[Recorded data]
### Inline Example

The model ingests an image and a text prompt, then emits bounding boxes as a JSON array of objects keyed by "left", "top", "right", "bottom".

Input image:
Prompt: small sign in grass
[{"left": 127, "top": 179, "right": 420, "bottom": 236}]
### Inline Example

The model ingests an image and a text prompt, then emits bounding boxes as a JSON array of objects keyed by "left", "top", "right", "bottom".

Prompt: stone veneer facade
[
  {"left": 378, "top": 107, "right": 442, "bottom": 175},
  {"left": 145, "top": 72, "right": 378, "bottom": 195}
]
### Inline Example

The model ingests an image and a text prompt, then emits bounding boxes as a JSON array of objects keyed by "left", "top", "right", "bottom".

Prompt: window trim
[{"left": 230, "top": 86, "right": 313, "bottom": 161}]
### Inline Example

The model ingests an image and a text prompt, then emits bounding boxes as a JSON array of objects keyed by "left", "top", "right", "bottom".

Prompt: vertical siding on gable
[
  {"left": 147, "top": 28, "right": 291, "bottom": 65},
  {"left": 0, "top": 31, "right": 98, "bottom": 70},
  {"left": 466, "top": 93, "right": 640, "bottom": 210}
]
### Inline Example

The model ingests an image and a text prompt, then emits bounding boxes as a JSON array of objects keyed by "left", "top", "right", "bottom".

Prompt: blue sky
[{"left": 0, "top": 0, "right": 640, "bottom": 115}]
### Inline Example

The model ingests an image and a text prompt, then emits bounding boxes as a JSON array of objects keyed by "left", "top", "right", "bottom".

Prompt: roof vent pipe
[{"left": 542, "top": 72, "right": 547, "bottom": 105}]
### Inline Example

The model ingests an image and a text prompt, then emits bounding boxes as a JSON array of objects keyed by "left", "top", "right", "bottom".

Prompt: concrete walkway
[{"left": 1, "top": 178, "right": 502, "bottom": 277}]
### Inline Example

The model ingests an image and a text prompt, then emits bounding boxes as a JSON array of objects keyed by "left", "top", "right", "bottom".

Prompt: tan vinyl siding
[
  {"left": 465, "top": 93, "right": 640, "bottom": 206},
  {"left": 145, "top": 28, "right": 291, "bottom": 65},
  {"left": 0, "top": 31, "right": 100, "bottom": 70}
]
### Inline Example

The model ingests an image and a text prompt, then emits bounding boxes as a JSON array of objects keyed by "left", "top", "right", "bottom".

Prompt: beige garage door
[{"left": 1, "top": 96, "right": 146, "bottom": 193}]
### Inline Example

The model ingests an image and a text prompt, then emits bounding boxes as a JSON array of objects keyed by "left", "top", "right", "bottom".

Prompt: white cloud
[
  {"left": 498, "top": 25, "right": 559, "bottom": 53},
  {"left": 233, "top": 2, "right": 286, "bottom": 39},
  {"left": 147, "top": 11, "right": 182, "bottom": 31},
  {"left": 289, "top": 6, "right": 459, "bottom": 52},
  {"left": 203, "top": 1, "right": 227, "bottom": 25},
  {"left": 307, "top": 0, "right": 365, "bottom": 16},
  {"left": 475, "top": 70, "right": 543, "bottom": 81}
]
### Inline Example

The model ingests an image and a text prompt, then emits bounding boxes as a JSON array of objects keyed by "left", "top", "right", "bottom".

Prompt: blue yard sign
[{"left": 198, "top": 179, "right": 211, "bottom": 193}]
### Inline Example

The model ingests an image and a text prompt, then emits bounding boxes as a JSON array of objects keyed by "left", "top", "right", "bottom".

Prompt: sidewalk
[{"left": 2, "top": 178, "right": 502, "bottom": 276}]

◆ **AIM OF THE EXERCISE**:
The records above should be duplicated in full, exactly as given.

◆ **ANSWER**:
### Inline Example

The model ingests an image and a text prompt, then emits bounding boxes as a JSON array of objects keyed by "left", "top", "right", "bottom".

Input image:
Prompt: small sign in grass
[{"left": 127, "top": 179, "right": 420, "bottom": 236}]
### Inline Example

The model ingests an image and a text prompt, then emits bounding boxes as a JSON array of objects keyed by "left", "top", "right", "bottom".

Prompt: stone veneer facade
[
  {"left": 378, "top": 107, "right": 442, "bottom": 175},
  {"left": 145, "top": 72, "right": 378, "bottom": 195}
]
### Inline Example

The model ingests an image and a text prompt, then emits bounding boxes as a JSON array of objects keyed by "left", "top", "right", "bottom".

Prompt: window trim
[{"left": 230, "top": 86, "right": 313, "bottom": 161}]
### Inline Example

The model ingests an image and a text prompt, then emits bounding boxes as a JSON array of objects keyed by "left", "top", "right", "bottom".

Prompt: vertical siding on gable
[
  {"left": 147, "top": 28, "right": 291, "bottom": 65},
  {"left": 0, "top": 31, "right": 98, "bottom": 70},
  {"left": 466, "top": 93, "right": 640, "bottom": 210}
]
### Inline Example

The model ingests an image and a text prompt, then emits bounding boxes as a JSON array of objects keyed by "left", "top", "right", "bottom".

Prompt: blue sky
[{"left": 0, "top": 0, "right": 640, "bottom": 115}]
### Inline Example

The model ingests an image and a text prompt, then emits bounding boxes as a JSON array of objects keyed by "left", "top", "right", "bottom".

Prompt: roof vent pipe
[{"left": 542, "top": 72, "right": 547, "bottom": 105}]
### Inline Example

The model ingests an image and a text prompt, then emits bounding boxes as a JSON array of objects keyed by "left", "top", "right", "bottom".

Prompt: concrete walkway
[{"left": 1, "top": 178, "right": 502, "bottom": 277}]
### Inline Example

The model ingests an image and a text prompt, then emits bounding boxes as a JSON array of objects keyed by "left", "top", "right", "bottom".

Prompt: tan vinyl siding
[
  {"left": 465, "top": 93, "right": 640, "bottom": 206},
  {"left": 145, "top": 28, "right": 291, "bottom": 65},
  {"left": 0, "top": 31, "right": 100, "bottom": 70}
]
### Inline Example

The model ingests an image and a text prompt, then emits bounding boxes as a JSON array of objects keyed by "left", "top", "right", "bottom".

Prompt: beige garage door
[{"left": 1, "top": 96, "right": 146, "bottom": 193}]
### Inline Example

The model ingests an image and a text prompt, then emits bounding boxes as a JSON array of objects keyed by "left", "top", "right", "bottom".

Prompt: white cloud
[
  {"left": 498, "top": 25, "right": 559, "bottom": 53},
  {"left": 233, "top": 2, "right": 286, "bottom": 39},
  {"left": 147, "top": 11, "right": 182, "bottom": 31},
  {"left": 289, "top": 6, "right": 459, "bottom": 52},
  {"left": 203, "top": 1, "right": 227, "bottom": 25},
  {"left": 307, "top": 0, "right": 365, "bottom": 16},
  {"left": 475, "top": 70, "right": 543, "bottom": 81}
]
### Inline Example

The model ingests an image and a text prompt, then emits bounding boxes as a JSON array of objects keyed by "left", "top", "right", "bottom".

Prompt: blue yard sign
[{"left": 198, "top": 179, "right": 211, "bottom": 193}]
### Inline Example

The model ingests an image and a text prompt, then emits bounding boxes as a JSON array of objects keyed by "left", "top", "right", "bottom".

Prompt: sidewalk
[{"left": 2, "top": 178, "right": 502, "bottom": 276}]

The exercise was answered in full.